Omit any picture, and return the remaining data exactly as written.

##### MATERIAL PROVIDED

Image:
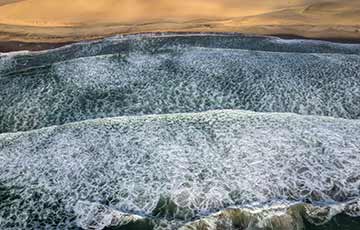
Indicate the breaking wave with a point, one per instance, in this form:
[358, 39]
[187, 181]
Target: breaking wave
[192, 164]
[181, 131]
[158, 75]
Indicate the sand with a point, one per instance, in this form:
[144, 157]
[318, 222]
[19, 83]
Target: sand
[51, 21]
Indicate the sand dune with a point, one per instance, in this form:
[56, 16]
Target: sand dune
[72, 20]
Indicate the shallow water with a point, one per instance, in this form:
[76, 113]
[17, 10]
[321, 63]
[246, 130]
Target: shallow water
[158, 75]
[181, 131]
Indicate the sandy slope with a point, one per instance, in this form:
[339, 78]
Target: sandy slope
[69, 20]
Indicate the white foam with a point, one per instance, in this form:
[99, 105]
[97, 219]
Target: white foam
[203, 162]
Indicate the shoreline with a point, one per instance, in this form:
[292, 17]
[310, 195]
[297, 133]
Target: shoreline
[8, 46]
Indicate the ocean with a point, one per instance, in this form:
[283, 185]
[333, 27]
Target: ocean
[181, 131]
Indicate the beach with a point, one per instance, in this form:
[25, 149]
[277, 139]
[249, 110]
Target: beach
[40, 24]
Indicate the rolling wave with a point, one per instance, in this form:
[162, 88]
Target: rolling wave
[175, 74]
[176, 167]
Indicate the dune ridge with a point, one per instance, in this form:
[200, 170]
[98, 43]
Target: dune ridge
[42, 21]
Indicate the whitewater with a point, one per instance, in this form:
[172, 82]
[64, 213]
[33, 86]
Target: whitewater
[189, 131]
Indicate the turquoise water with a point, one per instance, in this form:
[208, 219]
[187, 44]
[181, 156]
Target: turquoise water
[200, 131]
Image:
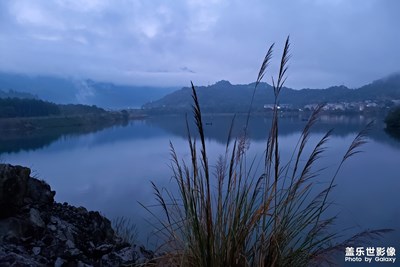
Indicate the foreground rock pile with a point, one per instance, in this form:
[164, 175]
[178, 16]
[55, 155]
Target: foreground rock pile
[36, 231]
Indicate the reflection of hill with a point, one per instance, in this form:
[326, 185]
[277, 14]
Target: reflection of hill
[218, 126]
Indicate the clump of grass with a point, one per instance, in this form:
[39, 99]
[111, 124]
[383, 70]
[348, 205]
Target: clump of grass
[125, 229]
[227, 215]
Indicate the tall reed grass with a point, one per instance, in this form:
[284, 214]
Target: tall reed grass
[226, 215]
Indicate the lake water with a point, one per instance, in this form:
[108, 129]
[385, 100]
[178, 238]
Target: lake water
[110, 170]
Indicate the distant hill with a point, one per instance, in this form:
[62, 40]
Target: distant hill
[89, 92]
[223, 96]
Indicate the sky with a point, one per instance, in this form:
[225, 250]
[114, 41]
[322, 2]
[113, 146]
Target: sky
[170, 43]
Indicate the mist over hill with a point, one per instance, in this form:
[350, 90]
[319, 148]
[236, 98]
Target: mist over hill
[224, 96]
[75, 91]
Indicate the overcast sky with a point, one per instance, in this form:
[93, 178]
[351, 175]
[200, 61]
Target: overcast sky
[161, 42]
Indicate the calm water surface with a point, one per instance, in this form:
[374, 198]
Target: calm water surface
[110, 170]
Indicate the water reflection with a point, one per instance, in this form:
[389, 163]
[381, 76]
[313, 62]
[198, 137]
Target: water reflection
[109, 170]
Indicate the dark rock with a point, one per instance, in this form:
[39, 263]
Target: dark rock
[36, 231]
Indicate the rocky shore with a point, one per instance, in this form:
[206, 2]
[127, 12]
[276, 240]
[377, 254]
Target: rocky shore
[37, 231]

##########

» **EXPECTED ANSWER**:
Image:
Indicate the breaking wave with a point, one per instance, in this form:
[358, 39]
[187, 181]
Target: breaking wave
[192, 164]
[181, 131]
[158, 75]
Indicate the sand with a point, one per instance, in this form:
[144, 157]
[318, 222]
[19, 83]
Target: sand
[51, 21]
Indicate the sand dune with a point, one per instance, in this form:
[56, 16]
Target: sand dune
[72, 20]
Indicate the shallow water with a point, one per instance, in this form:
[76, 113]
[17, 10]
[321, 63]
[246, 130]
Target: shallow water
[158, 75]
[181, 131]
Indicate the sandy slope with a point, one per instance, in this form:
[339, 78]
Target: sandy slope
[69, 20]
Indicate the white foam with a point, one per instance, in this form:
[99, 105]
[97, 219]
Target: white foam
[203, 162]
Indicate the shoreline with a point, one per instance, in this form:
[292, 17]
[310, 195]
[297, 133]
Target: shoreline
[8, 46]
Indicate the ocean with a point, one per instance, in this form:
[283, 185]
[333, 27]
Target: ocean
[181, 131]
Indicate the beach with a point, one per instance, in this form:
[25, 149]
[277, 139]
[249, 110]
Target: beach
[40, 24]
Indicate the rolling wave with a point, one per instance, in this form:
[162, 88]
Target: rolling wave
[175, 74]
[176, 167]
Indicate the dune ridge with a point, one per instance, in this form:
[200, 170]
[98, 43]
Target: dune ridge
[42, 21]
Indicate the whitewater with a point, one per instance, in this form:
[172, 82]
[64, 213]
[33, 86]
Target: whitewater
[189, 131]
Indicate the turquoise water with a point, one per instance, in this form:
[208, 219]
[187, 44]
[181, 156]
Target: turquoise water
[200, 131]
Image:
Indicate the foreground rock pile with a point, one per instance, in this form:
[164, 175]
[178, 16]
[55, 155]
Target: foreground rock pile
[36, 231]
Indicate the reflection of hill with a point, one per instance, in this form:
[326, 185]
[277, 14]
Target: reflection of hill
[218, 126]
Indicate the clump of grass with a point, one per instance, in this form:
[39, 99]
[111, 124]
[383, 70]
[348, 205]
Target: clump of grass
[125, 229]
[227, 215]
Indicate the tall reed grass with a point, one per instance, in this form:
[284, 214]
Target: tall reed grass
[226, 215]
Indicate the lake water with a point, one per instance, in this form:
[108, 129]
[385, 100]
[178, 238]
Target: lake water
[110, 170]
Indicate the distant hill with a point, one per instance, in this form:
[62, 40]
Target: distant hill
[89, 92]
[223, 96]
Indicate the sky with a point, one per instance, in this form:
[225, 250]
[114, 41]
[322, 2]
[113, 146]
Target: sky
[170, 43]
Indicate the mist over hill with a point, one per instance, in this form:
[350, 90]
[319, 148]
[236, 98]
Target: mist over hill
[224, 96]
[75, 91]
Indicate the overcast sky with a point, one per instance, in this form:
[93, 178]
[351, 175]
[200, 61]
Target: overcast sky
[161, 42]
Indicate the calm water surface with a point, one per instance, in this form:
[374, 198]
Target: calm water surface
[110, 170]
Indicate the water reflection with a point, one per instance, in this form:
[389, 163]
[381, 76]
[313, 62]
[198, 137]
Target: water reflection
[109, 170]
Indicate the dark rock with a point, one per instance, in this form:
[39, 263]
Target: dark rock
[36, 231]
Indicate the rocky shore with a point, one per instance, in this form:
[206, 2]
[127, 12]
[276, 240]
[377, 254]
Target: rocky shore
[37, 231]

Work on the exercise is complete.